** Start of EXTRACTED TEXT **
6. Topology Comparison and Practical Tradeoffs

Topology	Diameter	Switch Radix	Cable Count	Bisection BW	Physical Layout
Fat-tree	(O(\log N))	(2k)	(O(N \log N))	Full	Requires structured cabling
3D Torus	(O(N^{1/3}))	6	(3N)	(O(N^{2/3}))	Natural 3D mapping
6D Torus	(O(N^{1/6}))	12	(6N)	(O(N^{5/6}))	Challenging folding
Dragonfly	3	(r = 2a + g - 1)	(O(N))	(O(N))	Group-based layout
Slim Fly	2	(O(\sqrt{N}))	(O(N^{3/2}))	Near-optimal	Algebraic; non-intuitive

For current HPC system sizes (10^4-10^6 nodes), Dragonfly and fat-tree dominate because they provide the best balance of low diameter, manageable cost, and compatibility with available switch ASICs. Torus topologies excel at smaller scales or when physical layout constraints dominate (e.g., embedded systems, on-chip networks). Slim Fly is the topology of the future, waiting for high-radix switches and automated cable management to make its theoretical advantages practical.

7. The Future: Optical Circuit Switching and Topology Reconfiguration

A radical alternative to fixed topologies is dynamically reconfigurable networks using optical circuit switches (OCS). An OCS can establish a direct optical path between any two endpoints by mechanically or electronically steering mirrors (MEMS) or using wavelength-selective switches. The topology can be changed in milliseconds to match the communication pattern of the current workload.
** End of EXTRACTED TEXT **
**EXERCISE INSTRUCTIONS**.
Set down the network topology text above word for word, from "A radical alternative" up to and including "the current workload.".
** Start of DATASET ENTRIES **
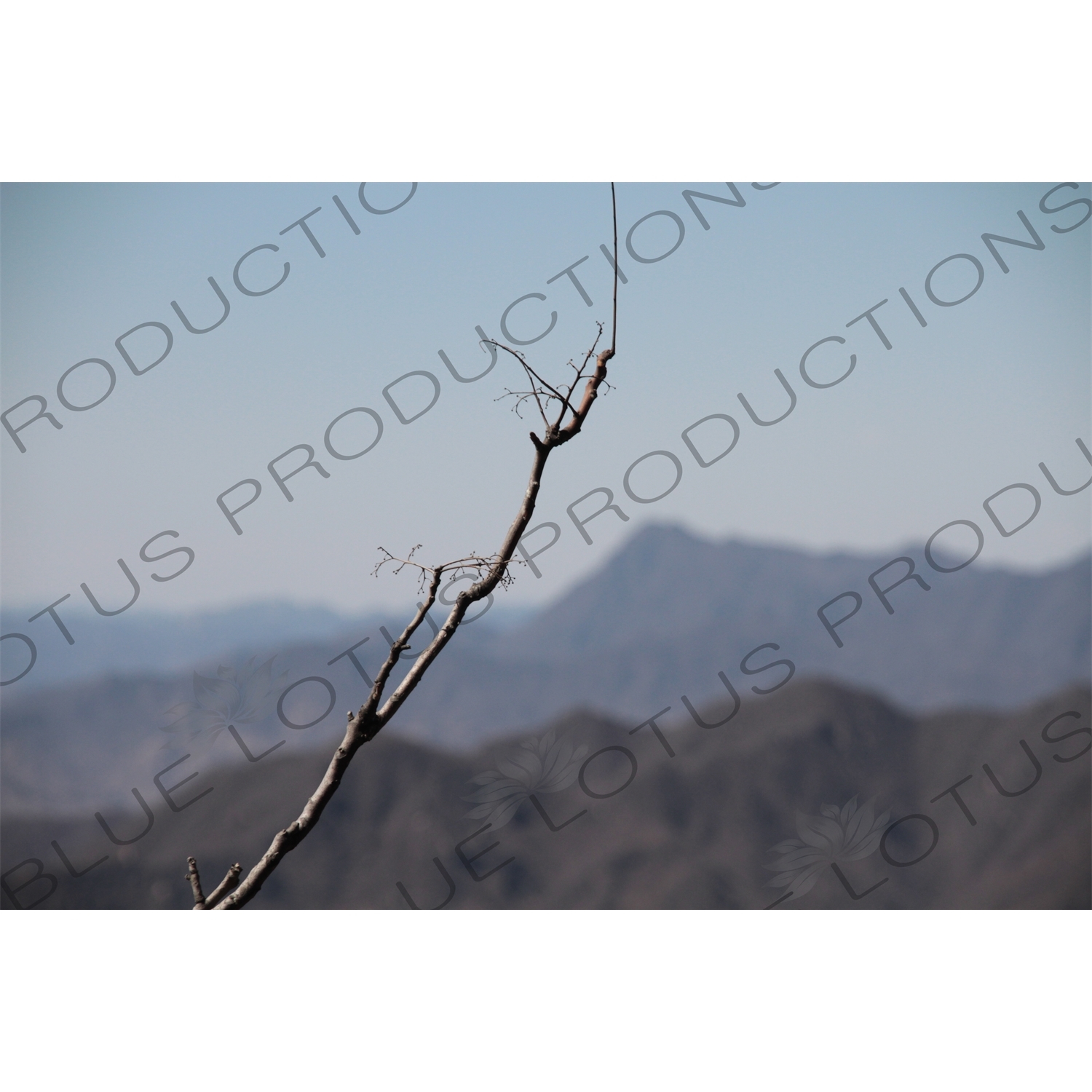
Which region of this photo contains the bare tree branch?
[186,858,205,910]
[205,864,242,910]
[201,183,618,910]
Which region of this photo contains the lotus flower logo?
[462,729,587,827]
[762,796,891,902]
[161,657,288,746]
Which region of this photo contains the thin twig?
[205,863,242,910]
[186,858,205,910]
[201,183,618,910]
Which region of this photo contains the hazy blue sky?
[0,183,1092,655]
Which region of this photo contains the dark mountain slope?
[4,681,1092,909]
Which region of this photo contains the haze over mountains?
[4,681,1092,910]
[0,526,1092,815]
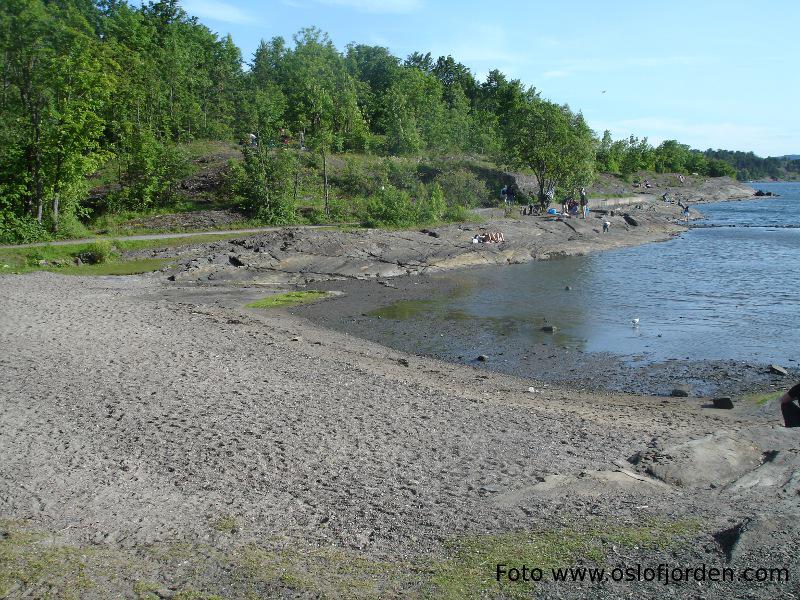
** End of DATASET ENTRIES **
**REPLY**.
A radical alternative to fixed topologies is dynamically reconfigurable networks using optical circuit switches (OCS). An OCS can establish a direct optical path between any two endpoints by mechanically or electronically steering mirrors (MEMS) or using wavelength-selective switches. The topology can be changed in milliseconds to match the communication pattern of the current workload.